What is needed is an exact copy of every entry below.
>>>>
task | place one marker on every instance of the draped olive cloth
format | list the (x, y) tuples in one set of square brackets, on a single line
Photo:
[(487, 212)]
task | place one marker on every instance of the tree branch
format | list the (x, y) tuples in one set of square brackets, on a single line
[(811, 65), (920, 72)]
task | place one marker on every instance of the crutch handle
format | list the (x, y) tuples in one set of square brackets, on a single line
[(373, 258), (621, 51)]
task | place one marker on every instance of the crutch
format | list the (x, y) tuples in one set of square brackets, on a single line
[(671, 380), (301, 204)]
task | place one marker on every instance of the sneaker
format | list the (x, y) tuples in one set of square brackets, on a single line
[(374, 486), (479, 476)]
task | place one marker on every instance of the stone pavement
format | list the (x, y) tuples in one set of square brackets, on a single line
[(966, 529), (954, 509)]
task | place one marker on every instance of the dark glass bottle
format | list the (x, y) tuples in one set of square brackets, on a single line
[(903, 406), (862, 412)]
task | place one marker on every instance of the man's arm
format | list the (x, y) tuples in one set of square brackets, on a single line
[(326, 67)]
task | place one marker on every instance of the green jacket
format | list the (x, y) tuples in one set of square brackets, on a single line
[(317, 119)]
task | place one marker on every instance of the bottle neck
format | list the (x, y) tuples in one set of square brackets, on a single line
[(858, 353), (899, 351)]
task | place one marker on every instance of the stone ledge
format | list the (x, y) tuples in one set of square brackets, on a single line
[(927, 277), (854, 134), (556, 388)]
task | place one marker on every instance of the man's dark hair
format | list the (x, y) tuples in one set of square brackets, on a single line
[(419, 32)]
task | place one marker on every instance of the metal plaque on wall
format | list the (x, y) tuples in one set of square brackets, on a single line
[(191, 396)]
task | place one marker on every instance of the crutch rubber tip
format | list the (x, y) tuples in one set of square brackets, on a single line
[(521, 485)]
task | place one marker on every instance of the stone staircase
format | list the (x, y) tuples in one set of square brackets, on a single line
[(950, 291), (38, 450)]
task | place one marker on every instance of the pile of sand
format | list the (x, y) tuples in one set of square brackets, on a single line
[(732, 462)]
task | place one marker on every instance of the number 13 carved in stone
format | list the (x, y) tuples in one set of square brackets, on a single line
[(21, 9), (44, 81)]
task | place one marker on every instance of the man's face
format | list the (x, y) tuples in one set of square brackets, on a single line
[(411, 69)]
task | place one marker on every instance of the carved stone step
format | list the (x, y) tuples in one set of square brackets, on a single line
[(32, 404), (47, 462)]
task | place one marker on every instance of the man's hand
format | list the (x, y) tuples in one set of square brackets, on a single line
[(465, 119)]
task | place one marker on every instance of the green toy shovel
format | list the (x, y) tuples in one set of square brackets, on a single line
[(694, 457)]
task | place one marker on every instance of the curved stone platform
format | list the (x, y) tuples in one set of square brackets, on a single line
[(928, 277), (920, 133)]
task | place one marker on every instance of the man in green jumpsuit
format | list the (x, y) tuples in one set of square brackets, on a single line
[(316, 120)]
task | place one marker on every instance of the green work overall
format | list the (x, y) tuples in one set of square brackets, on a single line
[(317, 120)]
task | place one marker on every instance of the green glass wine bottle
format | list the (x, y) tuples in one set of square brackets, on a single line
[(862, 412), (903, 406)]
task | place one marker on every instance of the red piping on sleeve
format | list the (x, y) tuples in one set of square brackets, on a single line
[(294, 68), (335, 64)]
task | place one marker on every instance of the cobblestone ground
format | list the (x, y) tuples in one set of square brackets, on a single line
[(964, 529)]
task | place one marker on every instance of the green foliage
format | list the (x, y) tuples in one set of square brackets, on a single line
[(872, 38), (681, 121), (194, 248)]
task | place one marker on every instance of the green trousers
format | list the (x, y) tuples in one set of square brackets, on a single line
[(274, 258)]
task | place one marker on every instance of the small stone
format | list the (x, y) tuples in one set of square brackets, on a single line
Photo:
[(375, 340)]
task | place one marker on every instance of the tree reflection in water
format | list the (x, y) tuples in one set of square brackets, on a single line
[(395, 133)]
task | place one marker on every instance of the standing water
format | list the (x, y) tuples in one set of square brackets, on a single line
<<<<
■ Solution below ■
task | place one marker on every instance of the draped olive cloth
format | list the (x, y) tuples in one set of square brackets, on a single line
Photo:
[(487, 212)]
task | place one marker on every instance of the tree branch
format | list the (x, y) tuples in one set of square brackets, on a single line
[(811, 65), (920, 72)]
task | place one marker on every instance of the crutch handle
format | list the (x, y) tuples in one set of square brackets, on a single line
[(373, 258), (621, 51)]
task | place one marker on every instance of the crutch
format | list the (x, y) tuples in one set of square brackets, on a single line
[(671, 380), (301, 204)]
task | place one marker on every instance of the sneaker
format | list the (x, y) tuples in one set of square brackets, on a single line
[(374, 486), (479, 476)]
task | place one marker on every instance of the stone pavement
format | list the (x, y) tuples in one set of square brackets, on a single line
[(966, 529), (954, 509)]
task | place one marker on every instance of the dark glass bottle
format | list the (x, y) tuples in one set of square brackets, on a single line
[(903, 406), (862, 412)]
task | place one marker on every instance of the man's arm
format | list the (x, y) tuples in one set of square brackets, on a single line
[(326, 67)]
task | place one marker on every instance of the green jacket
format | list the (x, y) tuples in one set of square brackets, on a single line
[(317, 119)]
task | place one marker on every instance of the bottle neck
format | list the (x, y) tuples in one set of square brackets, on a single line
[(858, 353), (899, 351)]
task | place one marker on every instance of the stone ledge
format | list the (x, y) tuples in one set of square brackets, on a single line
[(927, 277), (854, 134), (556, 388)]
task | place one marker on every instance of the man's dark hair
format | list the (x, y) tuples in one set of square brackets, on a single line
[(419, 32)]
task | place one marker on every instance of the metal plaque on wall
format | list the (x, y) tuples in one set of square brackets, on a single line
[(191, 396)]
task | place one marker on every instance of the crutch rubber tip
format | list the (x, y) tuples in one set of square brackets, on a single line
[(521, 485)]
task | place one marker on every instance of the stone staircase
format | list the (x, y) tuples in one set of square brackets, on a single line
[(950, 291), (38, 450)]
task | place one marker on every instance of the pile of sand
format | list the (x, y) tuples in one set of square brackets, on a single line
[(732, 462)]
task | place one marker on every instance of the number 13 carved in stone
format | list the (x, y) tuples in one set of square brackets, on a single line
[(21, 9), (44, 81)]
task | place one marker on every instance of the man's face
format | list the (x, y) tuples in one set of square brackets, on a single line
[(411, 69)]
task | place one marker on every instance of the carved stone step
format | list the (x, y) tuples in one set of square brackets, on a single line
[(32, 404), (47, 462)]
task | place one marker on every instance of the man's hand
format | list the (x, y) tuples in one set of square brackets, on a single line
[(465, 119)]
task | place one marker on every instance of the green toy shovel
format | list the (x, y) tuples in one set of square brackets, on a single line
[(694, 457)]
task | place one marker on every instance of the curved stone platform
format | list the (x, y) tuples in one set of square brackets, on a single line
[(928, 277), (920, 133)]
task | place one marker on every instance of the man in green jumpsuit
format | list the (x, y) tuples in one set of square brackets, on a single line
[(316, 120)]
task | place one marker on every instance of the green work overall
format | list the (x, y) tuples in one set of square brackets, on a single line
[(317, 120)]
task | place one marker on every instance of the green glass wine bottle
format | list the (x, y) tuples in one set of square brackets, on a single line
[(862, 412), (903, 406)]
task | place one marker on every instance of the red piping on sleeve
format | list the (x, y) tuples in one set of square brackets, on a single line
[(294, 68), (335, 64)]
task | place one marker on every instance of the cobblestone ground
format | list the (x, y) tuples in one set of square brackets, on a single line
[(964, 529)]
task | place one marker on every instance of the green foliage
format | list the (x, y) tuples in one set of square brackets, on a single line
[(872, 38), (681, 121), (194, 248)]
task | place one marker on every instance of the green trousers
format | list the (x, y) tuples in one set of square brackets, on a single line
[(274, 258)]
task | place one marker on every instance of the small stone
format | list the (x, y) tuples in one set of square brackets, on a single line
Photo:
[(375, 340)]
task | place one marker on every instance of the tree reflection in water
format | list the (x, y) tuples in one set of square brackets, on a single line
[(395, 133)]
task | place one marker on every instance of the standing water
format | list the (x, y) tuples in one set of square brackets, on a single line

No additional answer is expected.